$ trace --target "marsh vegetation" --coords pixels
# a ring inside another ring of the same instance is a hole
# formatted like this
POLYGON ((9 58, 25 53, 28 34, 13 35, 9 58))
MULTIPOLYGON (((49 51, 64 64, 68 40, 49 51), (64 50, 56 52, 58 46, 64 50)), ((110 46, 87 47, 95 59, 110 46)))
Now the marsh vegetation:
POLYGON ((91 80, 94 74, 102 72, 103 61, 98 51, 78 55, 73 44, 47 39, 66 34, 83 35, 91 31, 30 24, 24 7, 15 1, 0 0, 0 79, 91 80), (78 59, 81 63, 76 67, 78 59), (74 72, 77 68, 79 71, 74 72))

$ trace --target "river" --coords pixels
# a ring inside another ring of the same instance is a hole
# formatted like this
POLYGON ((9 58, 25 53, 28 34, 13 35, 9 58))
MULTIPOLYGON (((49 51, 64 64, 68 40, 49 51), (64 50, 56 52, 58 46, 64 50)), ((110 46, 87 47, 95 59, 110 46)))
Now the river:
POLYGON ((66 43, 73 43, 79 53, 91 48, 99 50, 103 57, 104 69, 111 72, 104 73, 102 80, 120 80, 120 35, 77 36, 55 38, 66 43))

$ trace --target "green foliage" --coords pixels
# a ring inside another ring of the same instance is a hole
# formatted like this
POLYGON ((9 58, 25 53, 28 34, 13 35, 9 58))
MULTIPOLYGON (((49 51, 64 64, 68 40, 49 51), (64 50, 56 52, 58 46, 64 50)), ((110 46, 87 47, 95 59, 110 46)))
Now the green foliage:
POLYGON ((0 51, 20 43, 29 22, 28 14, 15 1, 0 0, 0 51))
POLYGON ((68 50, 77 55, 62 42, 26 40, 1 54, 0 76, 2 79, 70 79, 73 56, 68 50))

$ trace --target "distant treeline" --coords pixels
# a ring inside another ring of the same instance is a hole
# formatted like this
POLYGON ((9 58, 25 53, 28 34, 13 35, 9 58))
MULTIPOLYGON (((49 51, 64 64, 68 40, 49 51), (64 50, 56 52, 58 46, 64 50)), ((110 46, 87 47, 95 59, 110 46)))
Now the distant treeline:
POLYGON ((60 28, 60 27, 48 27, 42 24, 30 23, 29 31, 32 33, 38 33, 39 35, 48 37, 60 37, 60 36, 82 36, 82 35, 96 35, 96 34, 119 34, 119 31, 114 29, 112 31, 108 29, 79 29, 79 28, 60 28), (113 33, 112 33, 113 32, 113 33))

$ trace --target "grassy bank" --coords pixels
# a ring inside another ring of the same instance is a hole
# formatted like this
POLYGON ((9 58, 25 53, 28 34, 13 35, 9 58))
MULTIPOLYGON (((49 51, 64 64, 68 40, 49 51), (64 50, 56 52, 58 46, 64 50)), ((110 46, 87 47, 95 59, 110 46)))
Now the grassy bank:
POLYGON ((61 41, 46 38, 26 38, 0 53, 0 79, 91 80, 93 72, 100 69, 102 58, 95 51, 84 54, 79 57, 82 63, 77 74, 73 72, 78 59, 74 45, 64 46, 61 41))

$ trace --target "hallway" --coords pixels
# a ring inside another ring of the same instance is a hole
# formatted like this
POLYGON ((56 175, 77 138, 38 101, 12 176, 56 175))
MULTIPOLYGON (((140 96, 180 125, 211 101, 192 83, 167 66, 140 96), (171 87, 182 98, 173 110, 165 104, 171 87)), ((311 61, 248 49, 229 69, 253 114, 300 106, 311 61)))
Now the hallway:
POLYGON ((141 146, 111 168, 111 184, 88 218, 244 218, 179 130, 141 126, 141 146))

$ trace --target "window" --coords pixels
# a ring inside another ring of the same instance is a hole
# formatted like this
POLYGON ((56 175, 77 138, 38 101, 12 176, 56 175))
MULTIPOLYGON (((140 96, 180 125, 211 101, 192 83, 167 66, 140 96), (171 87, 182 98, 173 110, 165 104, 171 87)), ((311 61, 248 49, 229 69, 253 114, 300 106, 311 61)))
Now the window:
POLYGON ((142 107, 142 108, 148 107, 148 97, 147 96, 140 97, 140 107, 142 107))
☆ ☆ ☆ ☆ ☆
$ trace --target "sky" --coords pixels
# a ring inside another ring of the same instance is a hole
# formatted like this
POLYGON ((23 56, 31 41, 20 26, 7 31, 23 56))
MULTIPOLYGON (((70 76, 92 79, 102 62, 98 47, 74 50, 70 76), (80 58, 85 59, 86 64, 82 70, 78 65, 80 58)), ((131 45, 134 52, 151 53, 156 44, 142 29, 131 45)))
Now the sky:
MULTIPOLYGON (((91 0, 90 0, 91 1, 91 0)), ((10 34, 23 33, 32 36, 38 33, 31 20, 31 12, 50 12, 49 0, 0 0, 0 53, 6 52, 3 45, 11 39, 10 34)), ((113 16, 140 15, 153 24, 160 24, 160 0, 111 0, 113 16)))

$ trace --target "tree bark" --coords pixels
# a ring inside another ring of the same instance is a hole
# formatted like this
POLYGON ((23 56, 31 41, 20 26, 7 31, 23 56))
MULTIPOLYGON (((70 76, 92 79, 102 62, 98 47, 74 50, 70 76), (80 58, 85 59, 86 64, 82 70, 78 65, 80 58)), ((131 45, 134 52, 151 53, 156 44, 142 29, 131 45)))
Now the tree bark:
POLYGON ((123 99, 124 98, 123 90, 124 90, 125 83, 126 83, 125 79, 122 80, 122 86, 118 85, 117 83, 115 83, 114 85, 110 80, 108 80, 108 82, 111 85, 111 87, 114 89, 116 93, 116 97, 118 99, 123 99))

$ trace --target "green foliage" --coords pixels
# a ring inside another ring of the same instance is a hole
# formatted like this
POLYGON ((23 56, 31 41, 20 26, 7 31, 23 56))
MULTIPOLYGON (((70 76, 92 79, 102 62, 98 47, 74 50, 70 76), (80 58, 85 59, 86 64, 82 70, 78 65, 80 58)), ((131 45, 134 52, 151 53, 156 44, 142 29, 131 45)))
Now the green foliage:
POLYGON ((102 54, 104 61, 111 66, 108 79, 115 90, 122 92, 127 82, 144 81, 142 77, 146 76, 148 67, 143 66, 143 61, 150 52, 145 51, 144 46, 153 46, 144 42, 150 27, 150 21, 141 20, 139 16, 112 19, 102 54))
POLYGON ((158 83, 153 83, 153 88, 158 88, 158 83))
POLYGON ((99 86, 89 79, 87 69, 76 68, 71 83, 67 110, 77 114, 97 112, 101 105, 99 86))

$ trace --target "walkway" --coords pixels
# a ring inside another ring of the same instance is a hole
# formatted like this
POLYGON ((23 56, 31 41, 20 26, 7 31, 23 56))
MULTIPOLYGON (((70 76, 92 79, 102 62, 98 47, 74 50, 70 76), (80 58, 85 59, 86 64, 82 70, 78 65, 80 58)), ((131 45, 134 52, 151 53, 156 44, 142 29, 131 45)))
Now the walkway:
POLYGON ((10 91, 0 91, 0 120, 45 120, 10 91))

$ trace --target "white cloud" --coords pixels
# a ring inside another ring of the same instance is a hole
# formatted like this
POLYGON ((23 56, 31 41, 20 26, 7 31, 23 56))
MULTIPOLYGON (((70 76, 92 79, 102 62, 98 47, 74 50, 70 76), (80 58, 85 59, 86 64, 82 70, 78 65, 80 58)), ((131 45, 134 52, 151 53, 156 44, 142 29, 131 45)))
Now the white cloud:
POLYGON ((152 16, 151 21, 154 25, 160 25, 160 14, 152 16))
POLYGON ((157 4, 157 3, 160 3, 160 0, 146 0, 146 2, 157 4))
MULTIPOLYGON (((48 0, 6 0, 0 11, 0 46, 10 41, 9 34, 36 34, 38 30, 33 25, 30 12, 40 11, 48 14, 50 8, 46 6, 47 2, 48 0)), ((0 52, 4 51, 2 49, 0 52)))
☆ ☆ ☆ ☆ ☆
■ Given exercise ■
Pick out each line above that contains the word "treeline" and copy it out in full. Case counts: only lowercase-for-lowercase matches qualify.

■ Written solution ■
$ trace --target "distant treeline" --coords pixels
Now the distant treeline:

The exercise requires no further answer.